TEXT PASSAGE: Begin
Kim, 20, continues to impress as he leads Q-School
- By Rex Hoggard
- Nov 30, 2012 9:00 PM ET
LA QUINTA, Calif. – On his official PGA Tour profile Meen Whee Kim listed his dream foursome as Ironman, James Bond and the Terminator, which prompted his manager Andy Chong to ask about Tiger Woods, his idol and unrequited swing coach?
"Do they allow fivesomes?" the soft-spoken 20-year-old beamed.
No, at least not at PGA Tour Q-School, but then Kim already seems adrift in a dream that many outside of his inner circle couldn’t have imagined a month ago.
The square-shouldered prodigy is a stroke clear of the field and cruising to a PGA Tour card, part of an Asian invasion at this year’s Fall Classic that was at least partially sparked by the Tour’s transition to a new qualifying process which makes this week’s finale the last Q-School with direct access to the Big Leagues.
"More players from Korea tried (Q-School) because it was the last," said Chong, pointing out that Kim will play next year in the United States even if that means he has to ply his trade on the secondary Web.com Tour.
But through three rounds at PGA West that seems about as likely as a snow storm in the Coachella Valley. He scorched the Stadium layout with a course-record tying 63 on Thursday and followed that with a 67 on Friday to move clear of the field at 18 under.
Not bad for a player who is 20 events into his professional career and in his second year at Yonsei University in Korea. But then the guy who modeled his swing frame-by-frame off of Woods’ action has been playing like his red-shirted idol of late.
TEXT PASSAGE: End
== AIM OF THE TASK ==
Sum up the article on Meen Whee Kim in two sentences.
DATASET ENTRIES: Begin
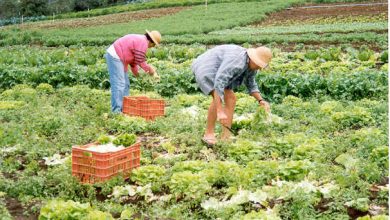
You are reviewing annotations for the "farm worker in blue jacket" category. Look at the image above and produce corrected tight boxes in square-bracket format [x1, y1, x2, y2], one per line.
[191, 45, 272, 145]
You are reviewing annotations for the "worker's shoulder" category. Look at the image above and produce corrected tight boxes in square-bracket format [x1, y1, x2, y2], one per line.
[213, 44, 245, 51]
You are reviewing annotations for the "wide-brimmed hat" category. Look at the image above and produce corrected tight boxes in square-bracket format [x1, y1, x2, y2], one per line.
[145, 30, 161, 46]
[247, 47, 272, 68]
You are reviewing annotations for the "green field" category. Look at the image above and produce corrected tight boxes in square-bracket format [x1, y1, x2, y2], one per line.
[0, 0, 389, 220]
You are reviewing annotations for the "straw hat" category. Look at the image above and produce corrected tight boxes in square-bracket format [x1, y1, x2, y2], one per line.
[145, 30, 161, 46]
[247, 47, 272, 68]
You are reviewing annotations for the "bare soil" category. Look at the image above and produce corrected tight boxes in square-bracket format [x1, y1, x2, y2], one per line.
[254, 1, 388, 25]
[20, 7, 189, 29]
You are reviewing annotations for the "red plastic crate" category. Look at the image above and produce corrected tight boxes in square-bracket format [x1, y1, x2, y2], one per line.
[72, 142, 141, 183]
[122, 96, 165, 120]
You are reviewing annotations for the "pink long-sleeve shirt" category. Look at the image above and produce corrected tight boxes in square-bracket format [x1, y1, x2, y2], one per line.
[114, 34, 151, 75]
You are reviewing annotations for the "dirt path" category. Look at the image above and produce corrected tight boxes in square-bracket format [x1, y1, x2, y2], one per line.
[20, 7, 189, 29]
[254, 1, 388, 25]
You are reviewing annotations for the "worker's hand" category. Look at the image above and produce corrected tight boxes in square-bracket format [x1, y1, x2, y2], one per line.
[259, 100, 271, 113]
[149, 66, 156, 76]
[153, 72, 160, 81]
[217, 110, 228, 127]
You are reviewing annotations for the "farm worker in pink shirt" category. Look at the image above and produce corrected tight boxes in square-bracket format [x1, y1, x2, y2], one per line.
[104, 30, 161, 113]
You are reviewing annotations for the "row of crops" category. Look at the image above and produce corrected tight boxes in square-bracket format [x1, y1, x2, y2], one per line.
[0, 84, 388, 219]
[0, 45, 388, 101]
[0, 0, 389, 220]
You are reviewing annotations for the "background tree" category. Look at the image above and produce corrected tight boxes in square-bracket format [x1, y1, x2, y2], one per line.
[0, 0, 19, 18]
[20, 0, 48, 16]
[48, 0, 76, 14]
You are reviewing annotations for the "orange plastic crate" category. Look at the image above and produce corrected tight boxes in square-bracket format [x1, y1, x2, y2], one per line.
[122, 96, 165, 120]
[72, 142, 141, 183]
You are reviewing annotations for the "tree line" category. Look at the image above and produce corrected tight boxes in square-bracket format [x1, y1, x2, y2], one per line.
[0, 0, 144, 18]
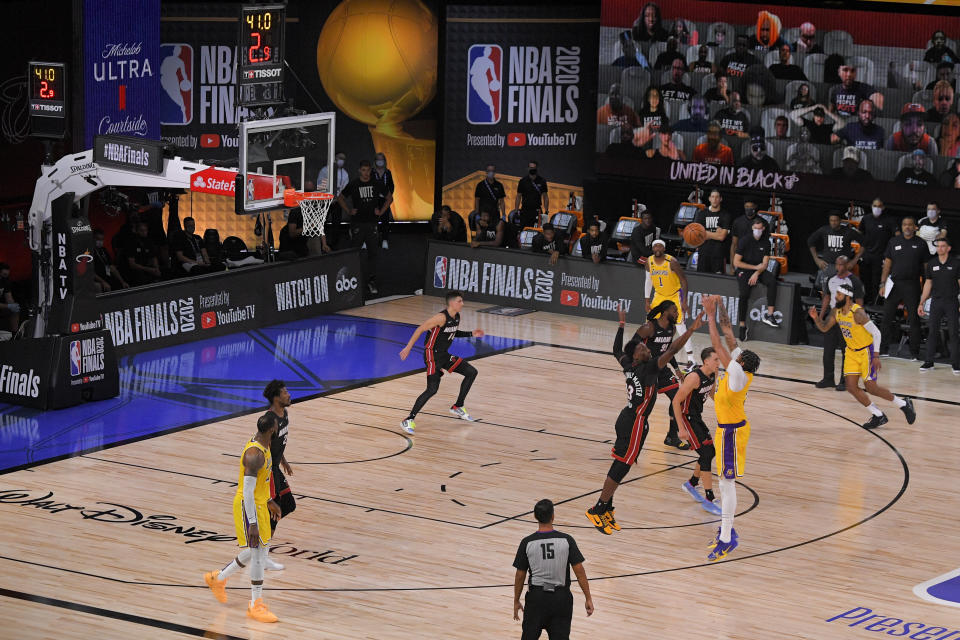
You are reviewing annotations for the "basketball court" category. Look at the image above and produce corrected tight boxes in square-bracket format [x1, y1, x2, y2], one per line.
[0, 297, 958, 638]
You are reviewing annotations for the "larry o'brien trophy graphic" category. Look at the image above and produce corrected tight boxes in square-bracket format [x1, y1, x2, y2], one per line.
[317, 0, 437, 220]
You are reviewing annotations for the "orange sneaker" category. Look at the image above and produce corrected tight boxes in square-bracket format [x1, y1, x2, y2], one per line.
[247, 598, 277, 622]
[203, 571, 227, 602]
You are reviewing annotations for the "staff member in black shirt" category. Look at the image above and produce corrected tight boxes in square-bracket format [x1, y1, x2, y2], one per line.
[693, 189, 731, 273]
[879, 216, 930, 360]
[733, 218, 780, 340]
[337, 160, 393, 294]
[860, 198, 900, 303]
[917, 237, 960, 376]
[515, 160, 550, 229]
[513, 499, 593, 640]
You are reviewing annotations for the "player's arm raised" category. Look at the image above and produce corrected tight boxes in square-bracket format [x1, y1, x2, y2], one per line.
[400, 313, 446, 360]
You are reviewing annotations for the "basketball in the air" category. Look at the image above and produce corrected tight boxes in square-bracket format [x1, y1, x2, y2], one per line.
[317, 0, 437, 125]
[683, 222, 707, 247]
DATASET ENTRIES: End
== PROBLEM SOLUTION ==
Twenty-year-old Meen Whee Kim leads PGA Tour Q-School by a stroke at 18 under through three rounds at PGA West, after tying the Stadium course record with a 63 on Thursday and shooting 67 on Friday. He is 20 events into his professional career and in his second year at Yonsei University, and he is part of a wave of Asian players drawn to this year's event because it is the last Q-School with direct access to the PGA Tour.